Aim: Rewrite the TRIPS review text, beginning at the words "It is the UK's" and stopping after "enforcement are addressed.", with "scrutiny process" changed to "review process" throughout.

Text section:
● ● ● ● ●
It is the UK's understanding that questions relating to the enforcement of intellectual property rights are to be considered later in the scrutiny process. Nevertheless, we would refer you to the UK's response to the checklist on enforcement which will be circulated shortly for details on the enforcement of intellectual property rights in the UK. Should you require any further clarification or if you have any follow-up questions then we would be pleased to discuss them on a bilateral basis or later in the scrutiny process when issues relating to enforcement are addressed.
24/10/1996
IP/Q/FRA/1 France United States of America 1. Please explain whether and how French law provides protection for works, phonograms and performances from other WTO Members, and whether and how it does so on the basis of national treatment, as required by TRIPS Article 3 (generally, with respect to all copyrights and neighbouring rights) and Article 9.1 (incorporating Berne Article 5(1)). In particular, please explain how national treatment is afforded with respect to the distribution of levies for private copying under the relevant provisions of your law.
In accordance with Article 55 of the Constitution, international agreements are directly incorporated into the internal legal system. France has been a party to the Berne Convention since 5 December 1887. The two fundamental rules laid down by the Berne Convention in favour of authors, national treatment and moral rights, are therefore granted to foreign authors. Levies for private copying for American authors of musical and audiovisual works are paid through collective management companies responsible under the law for collecting and distributing the levies.
22/10/1996
IP/Q/FRA/1 France United States of America 2. Does France apply the "rule of the shorter term" to phonograms and performances from other WTO Members? If so, please explain how you justify such action under TRIPS Article 4.
● ● ● ● ●
Given records:
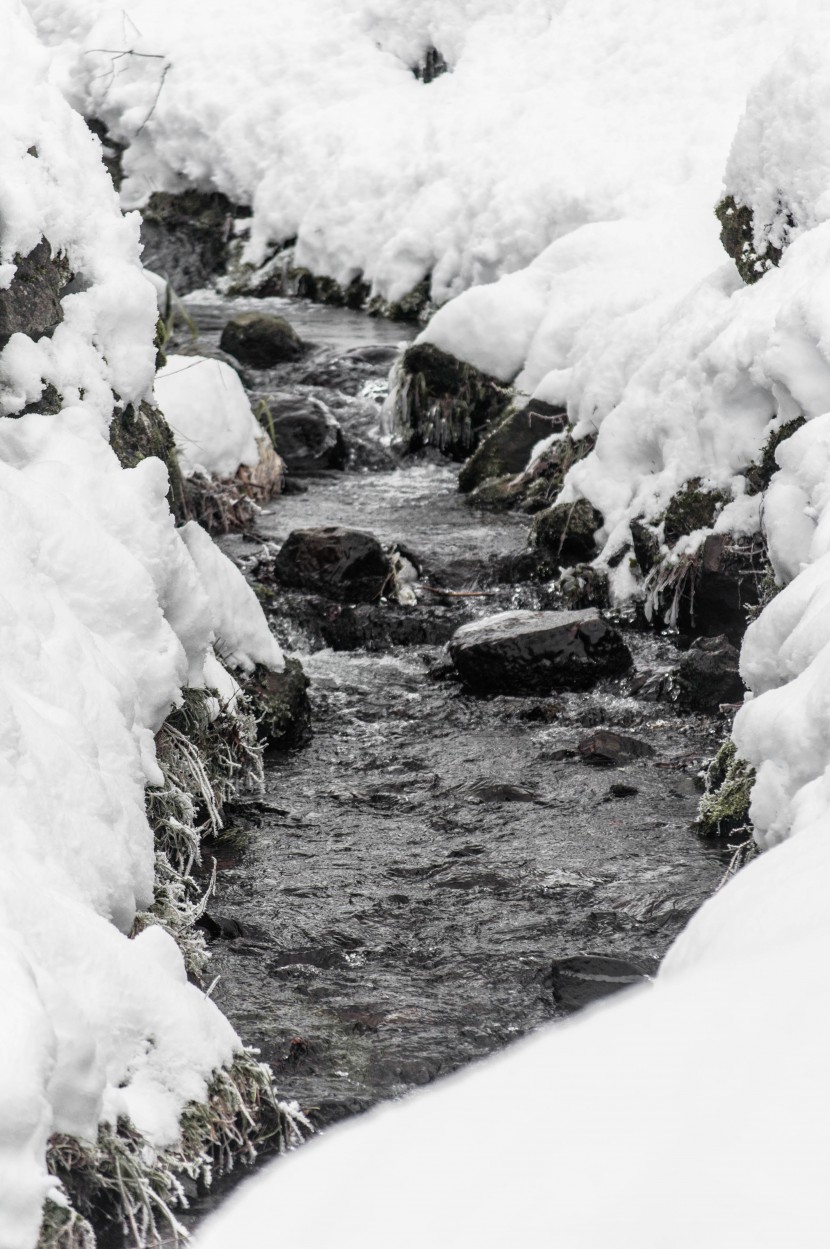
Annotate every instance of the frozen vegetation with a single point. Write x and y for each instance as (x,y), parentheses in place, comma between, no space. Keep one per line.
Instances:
(557,187)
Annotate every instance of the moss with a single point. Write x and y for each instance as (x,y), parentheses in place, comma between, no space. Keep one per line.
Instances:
(416,306)
(738,236)
(724,807)
(443,402)
(136,434)
(692,508)
(121,1183)
(759,475)
(281,705)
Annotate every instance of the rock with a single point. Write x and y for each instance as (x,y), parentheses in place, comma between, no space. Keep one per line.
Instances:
(186,236)
(566,531)
(31,302)
(507,449)
(708,675)
(346,565)
(609,750)
(689,510)
(443,402)
(581,979)
(534,652)
(305,432)
(622,791)
(261,340)
(281,703)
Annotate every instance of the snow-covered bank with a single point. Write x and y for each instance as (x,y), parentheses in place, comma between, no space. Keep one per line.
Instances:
(694,1112)
(106,616)
(553,115)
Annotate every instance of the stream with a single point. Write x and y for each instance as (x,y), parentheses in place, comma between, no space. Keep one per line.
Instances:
(410,878)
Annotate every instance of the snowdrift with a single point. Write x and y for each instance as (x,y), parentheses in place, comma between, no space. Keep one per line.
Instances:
(106,615)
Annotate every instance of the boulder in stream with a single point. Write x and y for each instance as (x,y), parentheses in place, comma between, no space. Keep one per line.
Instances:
(708,675)
(261,340)
(305,432)
(532,652)
(347,565)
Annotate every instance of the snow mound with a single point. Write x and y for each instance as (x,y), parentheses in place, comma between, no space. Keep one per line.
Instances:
(663,1100)
(551,116)
(104,618)
(207,410)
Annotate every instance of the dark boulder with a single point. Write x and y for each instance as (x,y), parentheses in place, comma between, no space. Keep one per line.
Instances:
(708,675)
(507,447)
(305,434)
(261,340)
(443,402)
(566,531)
(609,750)
(281,705)
(581,979)
(186,236)
(346,565)
(31,302)
(534,652)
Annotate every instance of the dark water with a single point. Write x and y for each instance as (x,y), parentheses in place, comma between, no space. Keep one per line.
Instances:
(410,876)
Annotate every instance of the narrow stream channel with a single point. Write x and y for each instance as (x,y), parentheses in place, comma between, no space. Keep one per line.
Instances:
(411,876)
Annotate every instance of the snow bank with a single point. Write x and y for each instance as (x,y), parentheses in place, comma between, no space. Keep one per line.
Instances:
(205,405)
(104,617)
(553,115)
(677,1114)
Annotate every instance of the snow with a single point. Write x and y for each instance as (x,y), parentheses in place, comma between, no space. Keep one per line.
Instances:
(207,410)
(684,1113)
(104,617)
(554,115)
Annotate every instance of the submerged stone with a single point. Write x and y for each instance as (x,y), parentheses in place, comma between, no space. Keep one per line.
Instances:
(305,432)
(347,565)
(261,340)
(608,750)
(533,652)
(708,675)
(507,449)
(566,531)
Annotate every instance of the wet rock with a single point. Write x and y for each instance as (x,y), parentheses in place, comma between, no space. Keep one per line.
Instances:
(31,302)
(692,508)
(220,927)
(533,652)
(261,340)
(708,675)
(581,979)
(507,449)
(186,236)
(281,703)
(566,531)
(619,789)
(657,686)
(442,402)
(305,432)
(612,750)
(347,565)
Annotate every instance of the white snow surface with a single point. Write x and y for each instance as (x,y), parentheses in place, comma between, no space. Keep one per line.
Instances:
(207,410)
(688,1113)
(556,114)
(104,618)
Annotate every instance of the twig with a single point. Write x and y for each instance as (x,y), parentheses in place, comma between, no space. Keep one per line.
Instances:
(459,593)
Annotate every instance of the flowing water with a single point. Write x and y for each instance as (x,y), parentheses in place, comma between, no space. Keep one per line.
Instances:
(411,876)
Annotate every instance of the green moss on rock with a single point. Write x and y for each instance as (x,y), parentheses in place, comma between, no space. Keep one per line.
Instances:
(738,236)
(692,508)
(724,807)
(444,402)
(136,434)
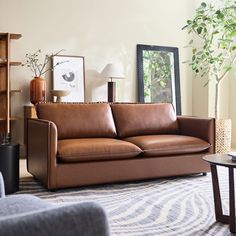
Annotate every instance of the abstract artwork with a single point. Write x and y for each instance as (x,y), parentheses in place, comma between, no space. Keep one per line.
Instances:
(68,74)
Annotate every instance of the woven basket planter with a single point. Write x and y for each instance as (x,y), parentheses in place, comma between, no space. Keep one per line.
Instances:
(223,135)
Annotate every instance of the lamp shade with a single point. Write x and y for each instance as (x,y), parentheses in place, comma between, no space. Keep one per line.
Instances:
(113,71)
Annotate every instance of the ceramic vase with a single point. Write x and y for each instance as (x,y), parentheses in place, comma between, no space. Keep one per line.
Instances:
(37,90)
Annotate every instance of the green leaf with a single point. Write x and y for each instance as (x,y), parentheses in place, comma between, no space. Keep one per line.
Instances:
(199,30)
(233,34)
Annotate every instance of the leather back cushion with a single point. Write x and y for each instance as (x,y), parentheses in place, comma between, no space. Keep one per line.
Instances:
(144,119)
(79,120)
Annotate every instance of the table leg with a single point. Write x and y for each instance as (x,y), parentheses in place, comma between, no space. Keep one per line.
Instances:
(216,192)
(231,200)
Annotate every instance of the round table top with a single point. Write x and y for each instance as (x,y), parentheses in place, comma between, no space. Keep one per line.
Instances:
(220,159)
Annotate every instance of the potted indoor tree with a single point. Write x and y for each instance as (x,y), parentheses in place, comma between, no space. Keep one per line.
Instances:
(214,24)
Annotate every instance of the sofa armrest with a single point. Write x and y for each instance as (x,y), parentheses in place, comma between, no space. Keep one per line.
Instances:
(41,151)
(87,219)
(203,128)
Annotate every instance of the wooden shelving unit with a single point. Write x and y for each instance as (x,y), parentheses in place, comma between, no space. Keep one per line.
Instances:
(5,81)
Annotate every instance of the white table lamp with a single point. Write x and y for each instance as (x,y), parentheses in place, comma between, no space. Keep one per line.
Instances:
(112,71)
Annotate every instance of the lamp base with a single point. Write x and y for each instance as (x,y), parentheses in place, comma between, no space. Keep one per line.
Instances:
(111,91)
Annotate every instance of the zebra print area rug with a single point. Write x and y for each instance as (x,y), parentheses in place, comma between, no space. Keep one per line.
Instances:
(170,206)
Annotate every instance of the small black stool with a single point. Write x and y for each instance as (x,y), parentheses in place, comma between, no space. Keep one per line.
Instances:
(9,166)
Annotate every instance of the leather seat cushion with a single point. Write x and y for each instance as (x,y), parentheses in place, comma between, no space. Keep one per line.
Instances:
(162,145)
(95,149)
(74,120)
(144,119)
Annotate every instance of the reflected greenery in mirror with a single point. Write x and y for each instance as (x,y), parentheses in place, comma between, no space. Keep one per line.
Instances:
(158,75)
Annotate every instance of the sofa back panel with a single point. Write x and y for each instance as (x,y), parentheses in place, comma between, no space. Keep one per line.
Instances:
(79,120)
(144,119)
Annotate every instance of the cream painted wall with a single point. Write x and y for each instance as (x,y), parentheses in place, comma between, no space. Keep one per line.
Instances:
(232,107)
(102,31)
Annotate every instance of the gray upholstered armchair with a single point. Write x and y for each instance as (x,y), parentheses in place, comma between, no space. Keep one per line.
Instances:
(27,215)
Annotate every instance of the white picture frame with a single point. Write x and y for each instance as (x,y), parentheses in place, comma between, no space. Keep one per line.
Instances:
(68,74)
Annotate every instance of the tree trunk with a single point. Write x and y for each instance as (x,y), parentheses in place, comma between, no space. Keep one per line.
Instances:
(217,101)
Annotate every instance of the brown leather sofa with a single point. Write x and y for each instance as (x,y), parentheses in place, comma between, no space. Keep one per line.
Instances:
(82,144)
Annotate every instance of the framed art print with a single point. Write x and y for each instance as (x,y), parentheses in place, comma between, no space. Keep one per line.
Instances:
(68,74)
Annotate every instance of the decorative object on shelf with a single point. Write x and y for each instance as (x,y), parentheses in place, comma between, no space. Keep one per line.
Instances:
(69,76)
(38,84)
(158,75)
(112,71)
(5,88)
(59,94)
(215,55)
(37,90)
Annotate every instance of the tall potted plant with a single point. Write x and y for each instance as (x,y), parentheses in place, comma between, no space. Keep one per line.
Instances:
(214,24)
(38,84)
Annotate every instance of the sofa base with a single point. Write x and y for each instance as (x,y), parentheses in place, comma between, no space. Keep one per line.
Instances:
(90,173)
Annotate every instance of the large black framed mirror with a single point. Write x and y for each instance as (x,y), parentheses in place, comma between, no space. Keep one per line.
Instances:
(158,75)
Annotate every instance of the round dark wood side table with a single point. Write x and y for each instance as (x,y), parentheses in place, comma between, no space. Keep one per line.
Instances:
(226,161)
(9,166)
● ● ● ● ●
The answer:
It is the UK's understanding that questions relating to the enforcement of intellectual property rights are to be considered later in the review process. Nevertheless, we would refer you to the UK's response to the checklist on enforcement which will be circulated shortly for details on the enforcement of intellectual property rights in the UK. Should you require any further clarification or if you have any follow-up questions then we would be pleased to discuss them on a bilateral basis or later in the review process when issues relating to enforcement are addressed.